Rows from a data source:
>>>>>
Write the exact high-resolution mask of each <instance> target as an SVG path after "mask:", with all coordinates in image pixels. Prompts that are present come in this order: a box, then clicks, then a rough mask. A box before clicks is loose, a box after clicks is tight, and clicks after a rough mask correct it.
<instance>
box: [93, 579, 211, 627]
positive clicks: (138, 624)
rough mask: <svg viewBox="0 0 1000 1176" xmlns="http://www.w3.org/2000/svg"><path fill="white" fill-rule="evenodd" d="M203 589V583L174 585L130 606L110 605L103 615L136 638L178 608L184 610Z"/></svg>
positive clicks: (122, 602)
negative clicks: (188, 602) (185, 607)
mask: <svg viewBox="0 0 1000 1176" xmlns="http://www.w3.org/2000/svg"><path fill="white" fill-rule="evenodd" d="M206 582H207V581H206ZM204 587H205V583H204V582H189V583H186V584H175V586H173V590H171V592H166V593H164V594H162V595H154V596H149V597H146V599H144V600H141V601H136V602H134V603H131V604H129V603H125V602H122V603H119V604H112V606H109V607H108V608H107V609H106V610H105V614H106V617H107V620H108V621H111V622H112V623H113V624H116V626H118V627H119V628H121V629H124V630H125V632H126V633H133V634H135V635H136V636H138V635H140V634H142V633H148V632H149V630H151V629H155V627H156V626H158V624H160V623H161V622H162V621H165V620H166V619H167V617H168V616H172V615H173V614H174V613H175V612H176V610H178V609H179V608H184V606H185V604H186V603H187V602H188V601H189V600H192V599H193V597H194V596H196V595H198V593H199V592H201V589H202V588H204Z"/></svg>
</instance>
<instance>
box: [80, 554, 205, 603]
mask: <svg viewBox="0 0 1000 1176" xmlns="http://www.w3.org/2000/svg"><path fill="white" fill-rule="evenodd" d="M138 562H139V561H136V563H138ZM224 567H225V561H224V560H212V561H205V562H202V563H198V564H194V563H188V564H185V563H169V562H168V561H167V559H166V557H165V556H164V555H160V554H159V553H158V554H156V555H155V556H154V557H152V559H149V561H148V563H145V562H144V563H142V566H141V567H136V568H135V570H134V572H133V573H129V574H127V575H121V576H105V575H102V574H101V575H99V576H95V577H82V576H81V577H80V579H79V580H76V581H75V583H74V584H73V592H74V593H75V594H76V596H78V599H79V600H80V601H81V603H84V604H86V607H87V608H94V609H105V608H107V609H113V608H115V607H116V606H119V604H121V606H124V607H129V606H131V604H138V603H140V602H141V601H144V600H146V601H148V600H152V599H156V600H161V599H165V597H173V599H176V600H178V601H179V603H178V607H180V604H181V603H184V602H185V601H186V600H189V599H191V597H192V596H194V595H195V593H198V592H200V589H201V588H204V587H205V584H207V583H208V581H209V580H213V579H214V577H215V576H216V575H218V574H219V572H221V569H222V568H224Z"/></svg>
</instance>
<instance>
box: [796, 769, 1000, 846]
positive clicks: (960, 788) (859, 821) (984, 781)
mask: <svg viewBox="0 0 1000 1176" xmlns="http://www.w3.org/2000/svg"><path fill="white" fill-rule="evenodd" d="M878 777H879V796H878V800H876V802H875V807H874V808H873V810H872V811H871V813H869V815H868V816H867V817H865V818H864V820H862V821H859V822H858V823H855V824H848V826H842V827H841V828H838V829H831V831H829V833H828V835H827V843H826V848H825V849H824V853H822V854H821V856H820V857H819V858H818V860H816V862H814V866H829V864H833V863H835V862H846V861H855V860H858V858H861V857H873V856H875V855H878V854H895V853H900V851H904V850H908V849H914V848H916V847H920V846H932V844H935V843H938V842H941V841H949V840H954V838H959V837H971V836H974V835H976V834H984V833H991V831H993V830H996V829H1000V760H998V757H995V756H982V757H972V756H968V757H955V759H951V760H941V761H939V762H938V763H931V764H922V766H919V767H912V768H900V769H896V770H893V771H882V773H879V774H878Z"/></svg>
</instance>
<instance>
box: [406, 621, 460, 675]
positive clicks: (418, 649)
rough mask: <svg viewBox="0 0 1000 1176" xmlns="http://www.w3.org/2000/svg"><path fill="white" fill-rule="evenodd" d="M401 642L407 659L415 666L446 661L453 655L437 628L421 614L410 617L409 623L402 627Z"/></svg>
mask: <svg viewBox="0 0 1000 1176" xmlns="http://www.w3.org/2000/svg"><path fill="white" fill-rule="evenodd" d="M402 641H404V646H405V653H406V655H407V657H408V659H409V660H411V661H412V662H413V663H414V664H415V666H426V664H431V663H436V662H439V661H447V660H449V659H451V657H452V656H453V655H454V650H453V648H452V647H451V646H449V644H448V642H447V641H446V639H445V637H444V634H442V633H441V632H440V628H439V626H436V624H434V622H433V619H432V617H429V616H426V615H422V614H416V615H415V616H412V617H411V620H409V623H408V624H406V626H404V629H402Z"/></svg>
<<<<<
_Problem requirements:_ Could you rewrite the rows above so that every "positive clicks" becomes "foreground clicks", with nothing else changed?

_Result for this exercise:_
Write the exact high-resolution mask of each <instance> target as an SVG path after "mask:", with all coordinates in image pixels. Prompts that are present come in this order: a box, then clicks, then a rough mask. A box before clicks is loose, a box after clicks is tight, and clicks after a rough mask correct it.
<instance>
box: [93, 579, 211, 627]
foreground clicks: (138, 624)
rough mask: <svg viewBox="0 0 1000 1176" xmlns="http://www.w3.org/2000/svg"><path fill="white" fill-rule="evenodd" d="M203 589V583L174 585L130 606L110 605L103 615L136 638L178 608L184 610Z"/></svg>
foreground clicks: (122, 602)
negative clicks: (188, 602) (185, 607)
mask: <svg viewBox="0 0 1000 1176" xmlns="http://www.w3.org/2000/svg"><path fill="white" fill-rule="evenodd" d="M206 582H207V581H206ZM204 587H205V583H204V582H189V583H186V584H175V586H173V590H171V592H166V593H164V594H162V595H154V596H149V597H146V599H144V600H141V601H136V602H134V603H131V604H129V603H125V602H122V603H119V604H112V606H109V607H108V608H107V609H106V610H105V614H106V617H107V620H108V621H111V622H112V623H113V624H116V626H118V627H119V628H121V629H124V630H125V632H126V633H133V634H135V635H136V636H138V635H140V634H142V633H148V632H149V630H151V629H155V627H156V626H158V624H160V623H161V622H162V621H165V620H166V619H167V617H168V616H172V615H173V614H174V613H175V612H176V610H178V609H179V608H184V606H185V604H186V603H187V602H188V601H189V600H192V599H193V597H194V596H196V595H198V593H199V592H201V589H202V588H204Z"/></svg>
</instance>
<instance>
box: [80, 554, 205, 603]
mask: <svg viewBox="0 0 1000 1176" xmlns="http://www.w3.org/2000/svg"><path fill="white" fill-rule="evenodd" d="M138 562H139V561H136V563H138ZM224 567H225V561H224V560H212V561H205V562H202V563H198V564H194V563H188V564H185V563H169V562H168V561H167V559H166V557H165V556H164V555H160V554H159V553H158V554H156V555H155V556H154V557H152V559H149V561H148V563H145V562H144V563H142V566H141V567H136V568H135V570H134V572H133V573H129V574H127V575H121V576H105V575H102V574H101V575H99V576H95V577H82V576H81V577H80V579H79V580H76V581H75V583H74V584H73V592H74V593H75V594H76V596H78V599H79V600H80V601H81V603H84V604H86V607H87V608H94V609H105V608H107V609H113V608H115V607H116V606H119V604H121V606H124V607H129V606H131V604H138V603H140V602H141V601H144V600H146V601H148V600H152V599H156V600H161V599H165V597H173V599H176V600H178V601H179V603H178V607H180V604H181V603H184V602H185V601H186V600H189V599H191V597H192V596H194V595H195V593H198V592H200V589H201V588H204V587H205V584H207V583H208V581H209V580H213V579H214V577H215V576H216V575H218V574H219V572H221V569H222V568H224Z"/></svg>
</instance>
<instance>
box: [796, 769, 1000, 846]
foreground clicks: (960, 788) (859, 821) (984, 781)
mask: <svg viewBox="0 0 1000 1176" xmlns="http://www.w3.org/2000/svg"><path fill="white" fill-rule="evenodd" d="M878 777H879V796H878V800H876V802H875V807H874V808H873V810H872V811H871V813H869V815H868V816H867V817H865V818H864V820H862V821H859V822H858V823H855V824H848V826H842V827H841V828H838V829H831V831H829V833H828V835H827V843H826V848H825V849H824V853H822V854H821V856H820V857H819V858H818V860H816V862H814V866H829V864H833V863H835V862H846V861H855V860H858V858H861V857H873V856H875V855H878V854H895V853H900V851H904V850H908V849H914V848H916V847H920V846H932V844H935V843H938V842H941V841H949V840H954V838H959V837H971V836H974V835H976V834H984V833H991V831H993V830H996V829H1000V760H998V757H995V756H982V757H972V756H968V757H955V759H951V760H941V761H939V762H938V763H931V764H922V766H919V767H912V768H900V769H896V770H893V771H882V773H879V774H878Z"/></svg>
</instance>
<instance>
box: [406, 621, 460, 675]
foreground clicks: (418, 649)
rough mask: <svg viewBox="0 0 1000 1176" xmlns="http://www.w3.org/2000/svg"><path fill="white" fill-rule="evenodd" d="M401 642L407 659L415 666L446 661L453 655L437 628L421 614L410 617L409 623L402 627Z"/></svg>
mask: <svg viewBox="0 0 1000 1176" xmlns="http://www.w3.org/2000/svg"><path fill="white" fill-rule="evenodd" d="M402 641H404V646H405V653H406V655H407V657H408V659H409V660H411V661H412V662H413V663H414V664H415V666H426V664H431V663H436V662H439V661H447V660H449V659H451V657H452V656H453V655H454V650H453V648H452V647H451V646H449V644H448V642H447V641H446V639H445V637H444V634H442V633H441V632H440V628H439V626H436V624H434V622H433V619H432V617H429V616H426V615H422V614H416V615H415V616H412V617H411V620H409V623H408V624H406V626H404V629H402Z"/></svg>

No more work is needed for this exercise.